=== RECORDS FOR THE EXERCISE ===

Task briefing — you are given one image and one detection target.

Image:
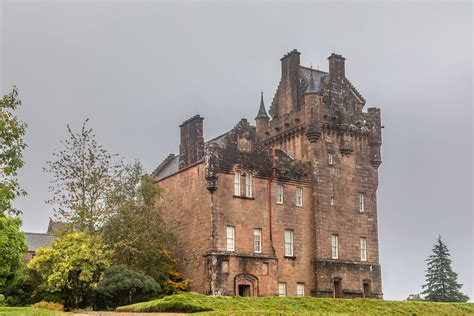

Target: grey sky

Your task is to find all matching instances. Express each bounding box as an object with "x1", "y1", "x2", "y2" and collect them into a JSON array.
[{"x1": 0, "y1": 0, "x2": 474, "y2": 299}]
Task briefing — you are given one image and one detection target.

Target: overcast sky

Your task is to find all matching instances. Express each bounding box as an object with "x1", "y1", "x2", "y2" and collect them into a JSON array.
[{"x1": 0, "y1": 0, "x2": 474, "y2": 299}]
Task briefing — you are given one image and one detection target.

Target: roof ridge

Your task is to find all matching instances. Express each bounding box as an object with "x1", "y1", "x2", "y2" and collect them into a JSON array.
[
  {"x1": 300, "y1": 65, "x2": 329, "y2": 74},
  {"x1": 151, "y1": 153, "x2": 176, "y2": 176}
]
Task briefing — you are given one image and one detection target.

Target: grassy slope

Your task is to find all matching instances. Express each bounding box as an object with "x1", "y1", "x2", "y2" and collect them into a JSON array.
[
  {"x1": 117, "y1": 293, "x2": 474, "y2": 315},
  {"x1": 0, "y1": 307, "x2": 60, "y2": 316}
]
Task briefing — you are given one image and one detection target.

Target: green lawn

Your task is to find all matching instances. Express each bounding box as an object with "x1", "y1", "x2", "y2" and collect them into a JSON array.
[
  {"x1": 0, "y1": 307, "x2": 61, "y2": 316},
  {"x1": 117, "y1": 293, "x2": 474, "y2": 315}
]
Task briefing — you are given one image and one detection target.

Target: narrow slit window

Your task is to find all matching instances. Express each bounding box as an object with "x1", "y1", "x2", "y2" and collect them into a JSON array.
[
  {"x1": 245, "y1": 172, "x2": 253, "y2": 197},
  {"x1": 234, "y1": 171, "x2": 240, "y2": 196},
  {"x1": 277, "y1": 184, "x2": 283, "y2": 204},
  {"x1": 331, "y1": 234, "x2": 339, "y2": 259},
  {"x1": 328, "y1": 153, "x2": 334, "y2": 165},
  {"x1": 227, "y1": 226, "x2": 235, "y2": 251},
  {"x1": 359, "y1": 193, "x2": 365, "y2": 213},
  {"x1": 296, "y1": 283, "x2": 304, "y2": 296},
  {"x1": 278, "y1": 282, "x2": 286, "y2": 296},
  {"x1": 253, "y1": 228, "x2": 262, "y2": 253},
  {"x1": 360, "y1": 237, "x2": 367, "y2": 261},
  {"x1": 285, "y1": 230, "x2": 293, "y2": 257},
  {"x1": 296, "y1": 188, "x2": 303, "y2": 206}
]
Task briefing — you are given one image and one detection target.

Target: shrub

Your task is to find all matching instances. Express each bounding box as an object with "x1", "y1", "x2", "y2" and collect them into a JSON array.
[
  {"x1": 28, "y1": 232, "x2": 111, "y2": 309},
  {"x1": 96, "y1": 266, "x2": 161, "y2": 308},
  {"x1": 31, "y1": 301, "x2": 64, "y2": 312},
  {"x1": 163, "y1": 271, "x2": 191, "y2": 295}
]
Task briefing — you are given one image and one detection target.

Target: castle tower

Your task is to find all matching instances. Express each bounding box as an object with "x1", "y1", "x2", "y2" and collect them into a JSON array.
[{"x1": 255, "y1": 92, "x2": 270, "y2": 140}]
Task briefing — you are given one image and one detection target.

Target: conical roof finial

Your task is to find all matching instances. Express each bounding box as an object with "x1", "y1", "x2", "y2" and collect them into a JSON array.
[{"x1": 256, "y1": 91, "x2": 270, "y2": 119}]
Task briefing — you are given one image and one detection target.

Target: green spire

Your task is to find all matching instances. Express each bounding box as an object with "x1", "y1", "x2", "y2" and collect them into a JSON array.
[{"x1": 256, "y1": 91, "x2": 270, "y2": 119}]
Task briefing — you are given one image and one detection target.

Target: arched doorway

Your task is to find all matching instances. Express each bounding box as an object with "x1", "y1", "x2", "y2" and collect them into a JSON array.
[{"x1": 234, "y1": 274, "x2": 258, "y2": 296}]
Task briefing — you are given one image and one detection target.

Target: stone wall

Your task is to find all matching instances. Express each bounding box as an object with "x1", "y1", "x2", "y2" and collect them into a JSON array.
[{"x1": 158, "y1": 162, "x2": 211, "y2": 293}]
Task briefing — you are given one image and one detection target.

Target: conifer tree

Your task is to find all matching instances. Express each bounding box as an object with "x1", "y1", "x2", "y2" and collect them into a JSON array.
[{"x1": 422, "y1": 236, "x2": 469, "y2": 302}]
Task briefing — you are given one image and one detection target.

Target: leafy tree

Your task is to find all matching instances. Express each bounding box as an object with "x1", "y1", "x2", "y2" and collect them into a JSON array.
[
  {"x1": 407, "y1": 294, "x2": 423, "y2": 301},
  {"x1": 44, "y1": 120, "x2": 123, "y2": 231},
  {"x1": 29, "y1": 232, "x2": 111, "y2": 309},
  {"x1": 97, "y1": 266, "x2": 160, "y2": 309},
  {"x1": 163, "y1": 271, "x2": 191, "y2": 295},
  {"x1": 102, "y1": 162, "x2": 174, "y2": 284},
  {"x1": 0, "y1": 216, "x2": 28, "y2": 293},
  {"x1": 0, "y1": 87, "x2": 26, "y2": 216},
  {"x1": 422, "y1": 236, "x2": 469, "y2": 302}
]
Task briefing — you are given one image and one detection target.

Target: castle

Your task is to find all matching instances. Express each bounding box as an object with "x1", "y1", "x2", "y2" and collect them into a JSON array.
[{"x1": 153, "y1": 50, "x2": 382, "y2": 298}]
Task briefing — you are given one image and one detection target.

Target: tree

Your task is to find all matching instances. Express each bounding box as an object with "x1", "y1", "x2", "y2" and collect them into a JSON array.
[
  {"x1": 102, "y1": 162, "x2": 175, "y2": 284},
  {"x1": 422, "y1": 236, "x2": 469, "y2": 302},
  {"x1": 0, "y1": 216, "x2": 28, "y2": 293},
  {"x1": 97, "y1": 266, "x2": 161, "y2": 309},
  {"x1": 28, "y1": 232, "x2": 111, "y2": 309},
  {"x1": 0, "y1": 87, "x2": 26, "y2": 216},
  {"x1": 44, "y1": 120, "x2": 123, "y2": 231}
]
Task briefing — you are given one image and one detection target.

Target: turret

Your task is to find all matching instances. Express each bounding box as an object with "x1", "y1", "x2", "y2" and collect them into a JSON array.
[{"x1": 255, "y1": 92, "x2": 270, "y2": 140}]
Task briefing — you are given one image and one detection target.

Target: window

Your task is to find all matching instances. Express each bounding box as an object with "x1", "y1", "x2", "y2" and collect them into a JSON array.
[
  {"x1": 360, "y1": 237, "x2": 367, "y2": 261},
  {"x1": 285, "y1": 230, "x2": 293, "y2": 257},
  {"x1": 234, "y1": 171, "x2": 240, "y2": 196},
  {"x1": 245, "y1": 172, "x2": 253, "y2": 197},
  {"x1": 296, "y1": 283, "x2": 304, "y2": 296},
  {"x1": 253, "y1": 228, "x2": 262, "y2": 253},
  {"x1": 227, "y1": 226, "x2": 235, "y2": 251},
  {"x1": 221, "y1": 260, "x2": 229, "y2": 273},
  {"x1": 359, "y1": 193, "x2": 365, "y2": 213},
  {"x1": 331, "y1": 235, "x2": 339, "y2": 259},
  {"x1": 328, "y1": 153, "x2": 334, "y2": 165},
  {"x1": 278, "y1": 282, "x2": 286, "y2": 296},
  {"x1": 277, "y1": 184, "x2": 283, "y2": 204},
  {"x1": 296, "y1": 188, "x2": 303, "y2": 206}
]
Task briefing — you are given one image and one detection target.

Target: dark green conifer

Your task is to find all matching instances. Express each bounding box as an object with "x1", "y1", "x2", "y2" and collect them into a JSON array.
[{"x1": 422, "y1": 236, "x2": 469, "y2": 302}]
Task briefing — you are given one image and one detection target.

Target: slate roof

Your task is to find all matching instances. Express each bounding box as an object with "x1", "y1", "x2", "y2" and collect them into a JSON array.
[
  {"x1": 300, "y1": 66, "x2": 328, "y2": 93},
  {"x1": 151, "y1": 132, "x2": 228, "y2": 180},
  {"x1": 25, "y1": 233, "x2": 54, "y2": 251}
]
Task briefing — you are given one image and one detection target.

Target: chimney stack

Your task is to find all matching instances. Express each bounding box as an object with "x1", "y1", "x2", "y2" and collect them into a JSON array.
[
  {"x1": 179, "y1": 115, "x2": 204, "y2": 169},
  {"x1": 328, "y1": 53, "x2": 346, "y2": 78},
  {"x1": 280, "y1": 49, "x2": 301, "y2": 80}
]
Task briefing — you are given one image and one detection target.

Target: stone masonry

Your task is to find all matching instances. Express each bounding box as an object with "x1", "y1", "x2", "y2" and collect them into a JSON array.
[{"x1": 153, "y1": 50, "x2": 383, "y2": 298}]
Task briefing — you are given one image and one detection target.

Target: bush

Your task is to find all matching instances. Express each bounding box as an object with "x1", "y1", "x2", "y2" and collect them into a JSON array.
[
  {"x1": 28, "y1": 232, "x2": 111, "y2": 309},
  {"x1": 163, "y1": 271, "x2": 191, "y2": 295},
  {"x1": 95, "y1": 266, "x2": 161, "y2": 309},
  {"x1": 31, "y1": 301, "x2": 64, "y2": 312}
]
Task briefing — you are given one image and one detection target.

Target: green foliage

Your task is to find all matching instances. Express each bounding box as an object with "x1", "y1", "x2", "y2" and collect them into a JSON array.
[
  {"x1": 0, "y1": 307, "x2": 61, "y2": 316},
  {"x1": 163, "y1": 271, "x2": 191, "y2": 295},
  {"x1": 97, "y1": 266, "x2": 160, "y2": 309},
  {"x1": 117, "y1": 293, "x2": 474, "y2": 316},
  {"x1": 44, "y1": 120, "x2": 123, "y2": 232},
  {"x1": 4, "y1": 266, "x2": 38, "y2": 306},
  {"x1": 0, "y1": 87, "x2": 26, "y2": 216},
  {"x1": 102, "y1": 162, "x2": 174, "y2": 284},
  {"x1": 407, "y1": 294, "x2": 423, "y2": 301},
  {"x1": 0, "y1": 216, "x2": 28, "y2": 293},
  {"x1": 31, "y1": 301, "x2": 64, "y2": 312},
  {"x1": 422, "y1": 236, "x2": 469, "y2": 302},
  {"x1": 29, "y1": 232, "x2": 111, "y2": 309}
]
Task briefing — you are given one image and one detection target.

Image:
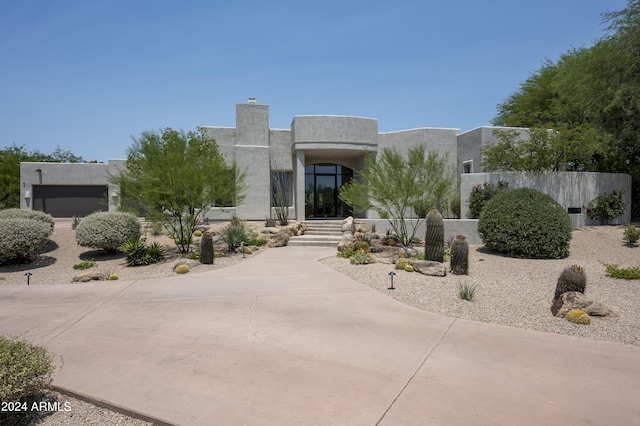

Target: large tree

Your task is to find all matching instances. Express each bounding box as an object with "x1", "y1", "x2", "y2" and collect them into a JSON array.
[
  {"x1": 339, "y1": 144, "x2": 457, "y2": 245},
  {"x1": 111, "y1": 128, "x2": 245, "y2": 253},
  {"x1": 493, "y1": 0, "x2": 640, "y2": 217},
  {"x1": 0, "y1": 144, "x2": 84, "y2": 209}
]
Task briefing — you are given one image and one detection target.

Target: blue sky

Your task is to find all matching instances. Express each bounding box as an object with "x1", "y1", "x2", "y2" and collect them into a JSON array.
[{"x1": 0, "y1": 0, "x2": 626, "y2": 161}]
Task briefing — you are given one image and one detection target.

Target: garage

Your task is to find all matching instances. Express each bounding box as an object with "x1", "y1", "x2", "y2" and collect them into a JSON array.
[{"x1": 33, "y1": 185, "x2": 109, "y2": 217}]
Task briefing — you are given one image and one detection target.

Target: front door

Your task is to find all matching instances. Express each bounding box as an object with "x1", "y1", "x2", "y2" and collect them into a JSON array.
[{"x1": 305, "y1": 164, "x2": 353, "y2": 218}]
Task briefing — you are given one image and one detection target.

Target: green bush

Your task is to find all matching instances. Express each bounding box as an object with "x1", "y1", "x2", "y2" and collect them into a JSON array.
[
  {"x1": 120, "y1": 236, "x2": 164, "y2": 266},
  {"x1": 478, "y1": 188, "x2": 572, "y2": 259},
  {"x1": 218, "y1": 216, "x2": 252, "y2": 251},
  {"x1": 0, "y1": 336, "x2": 54, "y2": 402},
  {"x1": 76, "y1": 212, "x2": 140, "y2": 253},
  {"x1": 0, "y1": 209, "x2": 55, "y2": 235},
  {"x1": 0, "y1": 218, "x2": 52, "y2": 264},
  {"x1": 353, "y1": 241, "x2": 371, "y2": 252},
  {"x1": 623, "y1": 225, "x2": 640, "y2": 246},
  {"x1": 467, "y1": 181, "x2": 509, "y2": 219},
  {"x1": 587, "y1": 189, "x2": 625, "y2": 224}
]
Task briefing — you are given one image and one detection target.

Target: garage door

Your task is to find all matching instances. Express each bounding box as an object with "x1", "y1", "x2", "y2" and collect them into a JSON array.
[{"x1": 33, "y1": 185, "x2": 109, "y2": 217}]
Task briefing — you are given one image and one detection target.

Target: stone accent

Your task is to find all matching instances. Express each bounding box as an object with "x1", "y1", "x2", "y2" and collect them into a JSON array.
[
  {"x1": 411, "y1": 260, "x2": 447, "y2": 277},
  {"x1": 551, "y1": 291, "x2": 616, "y2": 318}
]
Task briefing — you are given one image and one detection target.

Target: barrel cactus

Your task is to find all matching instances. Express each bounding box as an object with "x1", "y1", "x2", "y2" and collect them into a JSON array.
[
  {"x1": 424, "y1": 209, "x2": 444, "y2": 263},
  {"x1": 451, "y1": 235, "x2": 469, "y2": 275},
  {"x1": 200, "y1": 231, "x2": 215, "y2": 265}
]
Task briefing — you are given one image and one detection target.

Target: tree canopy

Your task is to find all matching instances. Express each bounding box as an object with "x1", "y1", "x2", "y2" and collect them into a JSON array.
[
  {"x1": 111, "y1": 128, "x2": 245, "y2": 253},
  {"x1": 339, "y1": 144, "x2": 457, "y2": 245},
  {"x1": 493, "y1": 0, "x2": 640, "y2": 217}
]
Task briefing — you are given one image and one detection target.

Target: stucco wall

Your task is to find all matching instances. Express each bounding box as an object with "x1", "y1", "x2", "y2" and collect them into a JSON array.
[{"x1": 460, "y1": 172, "x2": 631, "y2": 226}]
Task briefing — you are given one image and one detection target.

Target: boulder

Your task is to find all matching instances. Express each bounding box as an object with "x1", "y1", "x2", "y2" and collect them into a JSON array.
[
  {"x1": 261, "y1": 227, "x2": 278, "y2": 234},
  {"x1": 338, "y1": 232, "x2": 356, "y2": 251},
  {"x1": 411, "y1": 260, "x2": 447, "y2": 277},
  {"x1": 267, "y1": 232, "x2": 289, "y2": 247},
  {"x1": 71, "y1": 272, "x2": 104, "y2": 283},
  {"x1": 173, "y1": 259, "x2": 200, "y2": 272},
  {"x1": 342, "y1": 216, "x2": 355, "y2": 233},
  {"x1": 551, "y1": 291, "x2": 616, "y2": 318},
  {"x1": 354, "y1": 222, "x2": 371, "y2": 234}
]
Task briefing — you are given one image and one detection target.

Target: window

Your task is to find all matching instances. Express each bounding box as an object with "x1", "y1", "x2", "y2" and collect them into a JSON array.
[{"x1": 271, "y1": 172, "x2": 292, "y2": 207}]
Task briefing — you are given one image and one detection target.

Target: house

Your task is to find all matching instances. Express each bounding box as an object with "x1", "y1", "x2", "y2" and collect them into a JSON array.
[{"x1": 20, "y1": 98, "x2": 631, "y2": 231}]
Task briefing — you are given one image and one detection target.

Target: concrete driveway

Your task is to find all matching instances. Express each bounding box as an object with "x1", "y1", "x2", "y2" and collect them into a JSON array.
[{"x1": 0, "y1": 247, "x2": 640, "y2": 425}]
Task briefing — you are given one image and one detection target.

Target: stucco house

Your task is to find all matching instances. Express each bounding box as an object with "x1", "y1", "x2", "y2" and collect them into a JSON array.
[{"x1": 20, "y1": 98, "x2": 631, "y2": 230}]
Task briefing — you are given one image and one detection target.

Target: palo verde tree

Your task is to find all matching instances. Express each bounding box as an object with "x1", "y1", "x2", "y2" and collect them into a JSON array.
[
  {"x1": 339, "y1": 144, "x2": 457, "y2": 245},
  {"x1": 111, "y1": 128, "x2": 245, "y2": 253},
  {"x1": 493, "y1": 0, "x2": 640, "y2": 217}
]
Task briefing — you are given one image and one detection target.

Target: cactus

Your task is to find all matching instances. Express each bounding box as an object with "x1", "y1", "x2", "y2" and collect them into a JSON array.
[
  {"x1": 395, "y1": 259, "x2": 411, "y2": 269},
  {"x1": 565, "y1": 309, "x2": 591, "y2": 325},
  {"x1": 451, "y1": 235, "x2": 469, "y2": 275},
  {"x1": 200, "y1": 231, "x2": 214, "y2": 265},
  {"x1": 176, "y1": 265, "x2": 189, "y2": 274},
  {"x1": 553, "y1": 265, "x2": 587, "y2": 302},
  {"x1": 424, "y1": 209, "x2": 444, "y2": 263}
]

===

→ WORK TO COMPLETE:
Pull out every line of the listing above that contains the word "tree". Letter case counts.

→ RESULT BELOW:
Target: conifer tree
Target: leafy tree
Target: tree
Target: large tree
Target: tree canopy
Target: palo verde tree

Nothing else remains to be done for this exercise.